But that isn't where the NOVEL starts.

The novel that can sell to a specific imprint starts where the two forces that will conflict to generate the plot (the because-line; the "what happens next" ) first crash into each other and divert the life-paths of your protagonists -- and best of all, divert the life-path of the antagonist.

In other words, the novel BEGINS (and choosing a Beginning is the determining factor in the PACING) where the Plot kicks off the Story.

In these blogs, I stick to the following definitive difference between the terms Plot and Story.

Plot = External Conflict Resolved by sequence of deeds causing events which motivate deeds; the because line of what happens next

Story = Internal Conflict Resolved by the effect the events have on the Characters changing understanding of how the world works, and the emotional import of shifts in understanding

Plot and Story conflicts should RESOLVE in the same Plot Event.

In the opening, the plot kicks off the story, and in the ending the story absorbs the impact of that kick.

In the Ending of a novel, the "world" of the protagonists has changed for them, their perception of it, and the world's perception of them.

Conflict is the essence of story - and story is the essence of change.

Readers are captivated by what happens between the kick and the integration of that impact into lives.

In other words, the essence of real life is "How do you roll with the punches?"

People read to find out how other people deal with problems.

Watching real people, you only see the outside, and you can only interpret that outside by your own inside assumptions about reality.

Reading good novels gives you the chance to use an alien set of assumptions about reality to interpret Events, try different responses, and arrive at different destinations.

So to frame a novel to write, first find a kick, a punch that is common enough to be recognizable as a punch, yet at the same time different enough to be interesting.

That punch is the kick off of your plot.

The next pacing problem to tackle is "who" gets kicked.

● **Data listing**

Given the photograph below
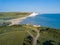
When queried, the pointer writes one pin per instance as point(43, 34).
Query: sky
point(41, 6)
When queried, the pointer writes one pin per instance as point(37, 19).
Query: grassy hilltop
point(12, 15)
point(16, 35)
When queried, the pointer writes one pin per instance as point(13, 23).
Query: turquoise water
point(49, 20)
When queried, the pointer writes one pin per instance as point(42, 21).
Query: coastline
point(18, 20)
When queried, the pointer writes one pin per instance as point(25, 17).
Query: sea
point(48, 20)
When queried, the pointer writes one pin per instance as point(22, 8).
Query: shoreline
point(18, 20)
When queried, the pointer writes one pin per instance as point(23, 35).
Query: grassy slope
point(12, 15)
point(14, 33)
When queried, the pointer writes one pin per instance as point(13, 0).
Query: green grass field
point(16, 35)
point(12, 15)
point(12, 38)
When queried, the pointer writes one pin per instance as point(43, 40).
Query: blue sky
point(41, 6)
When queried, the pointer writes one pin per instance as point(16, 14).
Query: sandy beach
point(18, 20)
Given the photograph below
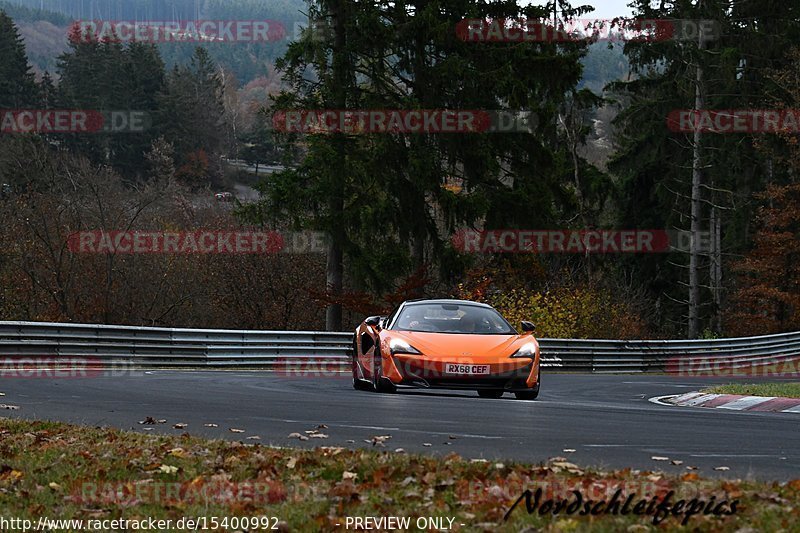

● **Written request 1**
In the text on novel pacing, in which event should Plot and Story conflicts resolve?
● **Written request 2**
According to the text on novel pacing, what has changed by the Ending of a novel? List each change.
● **Written request 3**
Extend the text on novel pacing with a further passage that picks up after its last sentence.
The records play no part in what follows.

● **Expected output 1**
They should resolve in the same Plot Event.

● **Expected output 2**
- The "world" of the protagonists, as it is for them
- Their perception of it
- The world's perception of them

● **Expected output 3**
"Who" the protagonist is determines the assumptions in place that the kick must call into question.  It's always the protagonist who gets kicked and the antagonist who does the kicking, but the novel always opens on the protagonist's action which triggers the kick.

In fact, that is the definition of "protagonist" or Main Character, or Hero.  The active force that aims and energizes the trajectory of the plot is the protagonist.

The reactive force that is driven by the protagonist's action is the antagonist (or obstacle which the main character must overcome to achieve a goal).

This setup of protagonist as "active" and antagonist as "passive" is the only one that leads, plausibly and inevitably, to a genuine HEA not an HFN, or happily for now.

Correctly identifying the protagonist (Hero we root for), the antagonist (Villain we root against) and the moment in their lives where they first clash, is the bit of world building that fabricates a reality in which an HEA is plausible and even inevitable.

In everyday reality, most people can't see their own lives from a perspective which allows for identification of the forces at work, shaping their lives by their own actions.  Real life is a stew of cross-currents and muddy waters, along with what seem like random events and overwhelming odds.  We look to fiction to clarify the muddy waters.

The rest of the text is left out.